- **Ausgewählter Auszug**

Nr. 45 – 7. November 2024
Möchtegernautokrat Donald Trump hat die Wahl gewonnen. Was ist bloss mit der US-amerikanischen Gesellschaft los?
Von Lotta Suter, Vermont
Früher Dienstagabend. Dies ist nicht meine erste Wahlnacht. Seit Jahrzehnten bin ich für die WOZ mit dabei, wenn die Resultate der Präsidentschaftswahl in den US-Medien live präsentiert und kommentiert werden. Und jedes Mal ist die Aufregung so gross wie beim Endspiel einer Fussballweltmeisterschaft. Doch diesmal fiebere ich nicht bloss mit. Ich bin verunsichert. Erlebe ich das Ende eines unglaublich hässlichen Wahlkampfs oder den Beginn eines Putschversuchs?

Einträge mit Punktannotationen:

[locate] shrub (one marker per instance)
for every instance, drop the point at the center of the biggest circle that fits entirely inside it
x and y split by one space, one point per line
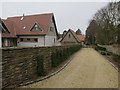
59 55
40 65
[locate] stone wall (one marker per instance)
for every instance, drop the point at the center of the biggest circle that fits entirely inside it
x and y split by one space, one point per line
19 65
113 49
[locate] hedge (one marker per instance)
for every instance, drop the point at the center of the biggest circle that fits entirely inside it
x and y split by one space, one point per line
59 55
40 65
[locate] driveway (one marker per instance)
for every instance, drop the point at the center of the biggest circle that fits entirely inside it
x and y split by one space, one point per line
88 69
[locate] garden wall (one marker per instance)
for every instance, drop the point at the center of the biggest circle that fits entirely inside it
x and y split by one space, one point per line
19 64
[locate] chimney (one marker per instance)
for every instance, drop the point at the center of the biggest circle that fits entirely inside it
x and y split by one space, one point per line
23 15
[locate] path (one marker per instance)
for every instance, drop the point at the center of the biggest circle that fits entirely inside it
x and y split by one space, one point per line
88 69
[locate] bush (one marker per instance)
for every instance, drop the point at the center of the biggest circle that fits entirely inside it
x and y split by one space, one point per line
40 65
59 55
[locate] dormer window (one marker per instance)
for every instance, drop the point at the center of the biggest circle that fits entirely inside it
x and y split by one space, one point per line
36 28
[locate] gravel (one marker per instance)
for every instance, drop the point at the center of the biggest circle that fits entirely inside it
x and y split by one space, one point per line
88 69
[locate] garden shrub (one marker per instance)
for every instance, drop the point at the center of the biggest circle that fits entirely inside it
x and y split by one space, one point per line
59 55
40 65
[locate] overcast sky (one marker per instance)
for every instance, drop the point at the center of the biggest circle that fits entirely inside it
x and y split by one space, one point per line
72 15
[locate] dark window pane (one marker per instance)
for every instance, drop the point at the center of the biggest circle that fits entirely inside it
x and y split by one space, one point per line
36 40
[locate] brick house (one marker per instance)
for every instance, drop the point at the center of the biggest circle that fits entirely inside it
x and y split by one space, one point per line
70 38
29 31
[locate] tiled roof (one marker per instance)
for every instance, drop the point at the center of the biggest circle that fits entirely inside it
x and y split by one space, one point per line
74 34
16 24
81 37
59 39
10 27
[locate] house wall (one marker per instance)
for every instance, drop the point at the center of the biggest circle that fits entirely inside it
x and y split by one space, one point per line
50 40
9 42
0 39
69 40
31 44
51 37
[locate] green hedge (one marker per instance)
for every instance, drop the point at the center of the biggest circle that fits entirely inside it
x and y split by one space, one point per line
102 50
40 65
59 55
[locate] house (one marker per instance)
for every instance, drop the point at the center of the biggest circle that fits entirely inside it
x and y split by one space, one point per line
82 38
29 31
70 38
0 33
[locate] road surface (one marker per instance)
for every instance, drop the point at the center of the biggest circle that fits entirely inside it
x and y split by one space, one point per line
88 69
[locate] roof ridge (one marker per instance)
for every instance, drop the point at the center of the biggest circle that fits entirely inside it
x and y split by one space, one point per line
29 15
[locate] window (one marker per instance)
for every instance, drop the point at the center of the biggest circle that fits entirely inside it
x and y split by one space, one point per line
35 39
51 29
69 35
21 39
28 39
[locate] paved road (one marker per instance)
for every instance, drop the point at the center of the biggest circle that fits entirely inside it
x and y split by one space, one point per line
88 69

- **Aufgaben**
1 - Schreiben Sie aus dem Textauszug alles von „Von Lotta Suter, Vermont“ bis hinunter zu „Beginn eines Putschversuchs?“ wortgetreu ab.
2 - Für welche Zeitung ist Lotta Suter laut dem Textauszug seit Jahrzehnten in Wahlnächten dabei?
3 - Prüfen Sie, ob die folgenden Aussagen mit dem Textauszug übereinstimmen, und antworten Sie jeweils mit Ja oder Nein samt den entscheidenden Worten aus dem Textauszug: (a) Der Textauszug stammt aus Nummer 45 vom 7. November 2024. (b) In dieser Wahlnacht fiebert die schreibende Person nur mit, ohne verunsichert zu sein. (c) Die Aufregung in den Wahlnächten wird mit dem Endspiel einer Fußballweltmeisterschaft verglichen.

- **Lösungen**
1 -
Von Lotta Suter, Vermont
Früher Dienstagabend. Dies ist nicht meine erste Wahlnacht. Seit Jahrzehnten bin ich für die WOZ mit dabei, wenn die Resultate der Präsidentschaftswahl in den US-Medien live präsentiert und kommentiert werden. Und jedes Mal ist die Aufregung so gross wie beim Endspiel einer Fussballweltmeisterschaft. Doch diesmal fiebere ich nicht bloss mit. Ich bin verunsichert. Erlebe ich das Ende eines unglaublich hässlichen Wahlkampfs oder den Beginn eines Putschversuchs?

2 - Für die WOZ.

3 -
(a) Ja: „Nr. 45 – 7. November 2024“
(b) Nein: „Doch diesmal fiebere ich nicht bloss mit. Ich bin verunsichert.“
(c) Ja: „Und jedes Mal ist die Aufregung so gross wie beim Endspiel einer Fussballweltmeisterschaft.“